╭─ Document text
These anomalies notwithstanding, when I graphed average IQ (Y axis) as a function of income (number of figures earned per year)(X axis), there was a nice linear relationship overall: IQ (U.S. white norms) = 9.487319(number of figures) + 52.57971
Standardized regression slope & correlation coefficient
I also graphed average IQ as a function of money again, but this time expressed as normalized Z scores, with average IQ of the seven economic classes on the Y axis, and median financial success on the X axis:
IQ Z score = 0.489421(financial normalized Z score) + 0.135804
As the above graph shows, there’s a virtually perfect (r = +0.97) correlation between economic class and mean/median measured intelligence, when both variables are expressed as normalized Z scores.
Note, this near-perfect correlation between median financial success and mean IQ should not be confused with the correlation between individual IQ and individual financial success. The former is known as as an “ecological” correlation commonly used in epidemiological research, and tends to be higher because individual level variation cancels outs. However because the Z scores are based on the normalized distributions of individuals, the slope of the regression line (+0.49) will equal the individual level correlation.
The actual scatter plot of a random group of individuals (with IQ Z on the Y axis and income Z on the X axis) would probably look as follows:
Notice first that the range of Z scores on both the X and Y and axis is much less. That’s because most people in a random sample of Americans are ordinary in both income and IQ. Note also the enormous variation around the line of best fit.
Now if you extended the range of X and Y much much further, and if you plotted the mean Y for every X, instead of every Y for every X, you should get a scatter plot that looks very much like the ecological scatter plot.
But note that in both the the ecological scatter plot, and the individual scatter plot, the slope should be the same because the line of best fit can be thought of as a line connecting the average Y of a given X, so graphing average Ys instead of individual Ys, does not change the line of best fit, it simply eliminates almost all the scatter around it.
╰─
╭─ Records provided
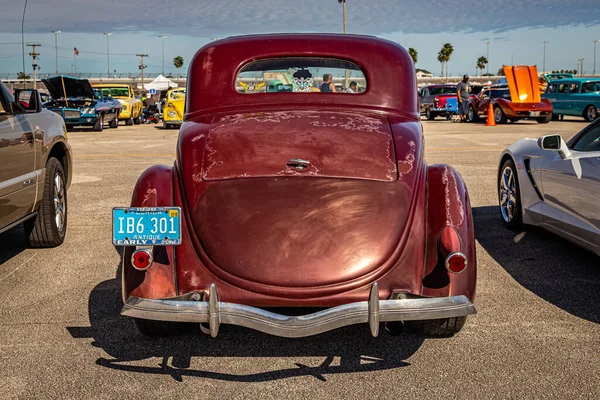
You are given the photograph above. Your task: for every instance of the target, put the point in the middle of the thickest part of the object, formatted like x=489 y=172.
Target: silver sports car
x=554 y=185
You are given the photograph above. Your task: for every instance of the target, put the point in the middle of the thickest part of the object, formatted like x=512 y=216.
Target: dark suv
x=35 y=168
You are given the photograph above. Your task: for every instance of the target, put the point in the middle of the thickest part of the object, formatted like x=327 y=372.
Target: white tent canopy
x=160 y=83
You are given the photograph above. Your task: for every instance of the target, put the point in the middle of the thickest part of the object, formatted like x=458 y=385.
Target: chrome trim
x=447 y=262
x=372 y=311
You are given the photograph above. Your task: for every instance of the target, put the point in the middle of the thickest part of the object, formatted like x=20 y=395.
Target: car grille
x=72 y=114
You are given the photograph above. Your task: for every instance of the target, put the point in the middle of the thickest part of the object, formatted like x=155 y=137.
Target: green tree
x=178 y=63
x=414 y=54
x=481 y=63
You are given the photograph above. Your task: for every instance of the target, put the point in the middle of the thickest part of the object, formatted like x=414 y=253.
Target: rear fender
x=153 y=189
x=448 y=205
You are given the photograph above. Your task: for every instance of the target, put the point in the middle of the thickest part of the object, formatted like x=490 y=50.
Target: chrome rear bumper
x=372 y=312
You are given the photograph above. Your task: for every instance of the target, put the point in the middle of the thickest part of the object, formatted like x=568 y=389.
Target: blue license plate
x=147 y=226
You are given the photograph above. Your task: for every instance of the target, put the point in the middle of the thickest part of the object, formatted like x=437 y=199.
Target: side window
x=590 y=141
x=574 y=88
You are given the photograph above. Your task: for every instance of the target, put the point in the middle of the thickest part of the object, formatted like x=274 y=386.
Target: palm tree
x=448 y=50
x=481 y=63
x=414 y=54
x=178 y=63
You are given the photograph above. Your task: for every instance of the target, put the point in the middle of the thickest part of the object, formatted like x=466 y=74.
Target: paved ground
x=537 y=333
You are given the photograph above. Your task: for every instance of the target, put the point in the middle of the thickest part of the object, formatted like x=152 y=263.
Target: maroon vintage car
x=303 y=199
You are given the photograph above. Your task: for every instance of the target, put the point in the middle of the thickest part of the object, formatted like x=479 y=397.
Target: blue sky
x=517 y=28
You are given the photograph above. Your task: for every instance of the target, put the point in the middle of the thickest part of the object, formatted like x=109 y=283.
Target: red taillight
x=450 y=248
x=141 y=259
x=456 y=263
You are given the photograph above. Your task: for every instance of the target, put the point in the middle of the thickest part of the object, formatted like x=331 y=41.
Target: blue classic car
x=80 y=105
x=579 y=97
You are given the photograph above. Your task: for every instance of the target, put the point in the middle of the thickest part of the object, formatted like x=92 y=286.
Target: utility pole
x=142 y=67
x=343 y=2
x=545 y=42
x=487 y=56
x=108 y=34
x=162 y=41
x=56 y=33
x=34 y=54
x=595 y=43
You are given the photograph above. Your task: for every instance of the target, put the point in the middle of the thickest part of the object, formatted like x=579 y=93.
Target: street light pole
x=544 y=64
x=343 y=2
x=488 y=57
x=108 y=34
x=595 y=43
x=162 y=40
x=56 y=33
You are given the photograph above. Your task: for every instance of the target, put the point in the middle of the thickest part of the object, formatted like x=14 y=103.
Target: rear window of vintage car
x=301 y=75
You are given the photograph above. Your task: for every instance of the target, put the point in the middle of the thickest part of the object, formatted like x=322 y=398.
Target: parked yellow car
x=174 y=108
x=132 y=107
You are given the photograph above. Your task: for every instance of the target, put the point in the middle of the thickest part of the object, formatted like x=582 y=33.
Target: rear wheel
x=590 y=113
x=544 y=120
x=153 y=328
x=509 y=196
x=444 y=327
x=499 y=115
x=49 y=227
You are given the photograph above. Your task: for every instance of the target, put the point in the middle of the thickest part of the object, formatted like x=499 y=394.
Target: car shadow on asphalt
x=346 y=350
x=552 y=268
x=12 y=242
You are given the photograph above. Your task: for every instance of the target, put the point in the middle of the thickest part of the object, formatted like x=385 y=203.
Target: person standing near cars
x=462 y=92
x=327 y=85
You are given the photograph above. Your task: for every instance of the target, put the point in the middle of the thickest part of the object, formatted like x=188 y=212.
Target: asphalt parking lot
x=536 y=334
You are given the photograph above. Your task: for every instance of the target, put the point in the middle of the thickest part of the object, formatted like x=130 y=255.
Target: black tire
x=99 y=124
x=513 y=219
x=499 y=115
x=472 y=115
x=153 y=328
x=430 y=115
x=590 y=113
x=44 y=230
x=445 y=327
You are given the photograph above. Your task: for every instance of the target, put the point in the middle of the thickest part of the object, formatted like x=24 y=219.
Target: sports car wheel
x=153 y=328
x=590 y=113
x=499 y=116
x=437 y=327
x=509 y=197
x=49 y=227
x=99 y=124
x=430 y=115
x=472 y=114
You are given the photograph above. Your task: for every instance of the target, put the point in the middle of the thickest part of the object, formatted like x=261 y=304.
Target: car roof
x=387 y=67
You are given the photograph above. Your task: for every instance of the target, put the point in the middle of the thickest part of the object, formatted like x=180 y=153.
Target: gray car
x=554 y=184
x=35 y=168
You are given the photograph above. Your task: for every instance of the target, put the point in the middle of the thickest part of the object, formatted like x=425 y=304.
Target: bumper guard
╰─
Parts of the exercise
A. Please swap "photograph" for "image" in the rows, covering everything from the line containing "like x=155 y=137." down to the line containing "x=147 y=226", and give back only those lines with nothing else changed.
B. Carry on the passage about IQ and income from where it stops.
The passage on IQ and income and the rows after it are unrelated material.

Final answers
A.
You are given the image above. Your task: for every instance of the target, put the point in the middle of the thickest part of the object, formatted like x=155 y=137.
Target: green tree
x=178 y=63
x=414 y=54
x=481 y=63
You are given the image above. Your task: for every instance of the target, put the point in the middle of the thickest part of the object, formatted like x=414 y=253.
Target: rear fender
x=153 y=189
x=448 y=205
You are given the image above. Your task: for every instance of the target, put the point in the middle of the thickest part of the object, formatted like x=490 y=50.
Target: chrome rear bumper
x=372 y=312
You are given the image above. Your task: for every instance of the target, put the point in the middle of the thickest part of the object, formatted like x=568 y=389.
Target: blue license plate
x=147 y=226

B.
A correlation of 0.49 is more than double the 0.23 correlation between IQ and income reported in a 2006 meta-analysis by Tarmo Strenze and nearly triple the 0.16 correlation between IQ and net-worth found in a 2007 study by Jay L Zagorsky, however it is similar to the 0.4 correlation between IQ and income asserted by authoritative Arthur Jensen in his 1998 book The g Factor.
Why did my indirect method (regression slope analysis) result in double the correlation found by Strenze’s meta-analysis of direct studies of IQ and income?
Many studies are based on individual income instead of household income. Because many women (and some men) choose not to work outside the home, their individual incomes are technically zero, but they should not be considered the equivalent to a homeless person with zero income, because they are in fact working in the home and thus earning at least some of their household income. Because there’s no agreement on how to quantify such indirect forms of income, it’s not counted which greatly limits the IQ-income correlation. Using household income instead of individual income seems to result in a higher correlation between IQ and income (+0.37) but even this is an imperfect solution, because all adults within a household don’t contribute equally to the household income.
In addition, many studies use only a single year’s income which is obviously quite unreliable, since massive income fluctuations can occur from year to year.
In my analysis, both of these problems were sidestepped because data points were collected primarily from head of households (self-made millionaires, self-made billionaires) or non-households (the homeless) so you didn’t have to worry about how to deal with indirect income (i.e. the spouse of a millionaire who technically earns nothing, but earns her million dollar life by being a good wife).
Also, my analysis focused on fairly stable economic classes (homeless, welfare, millionaires, billionaires) that reflect lifelong patterns of financial success, and not just a single year’s income.
All this may explain why I found a much higher IQ-income correlation than is usually reported.
A reader informed me of an excellent analysis by Dalliard of Human Varities who found that in a large representative sample of Americans in their 30s and 40s, a single year’s income correlated 0.31 with IQ, but averaging income over many years increased the correlation to 0.36. When Dalliard looked at the correlation in only men (thus, also sidestepping the complication that many women earn their lifestyle as wives instead of through direct income), the correlation leaped to 0.48 (virtually identical to the 0.49 correlation I also found by sidestepping these two problems).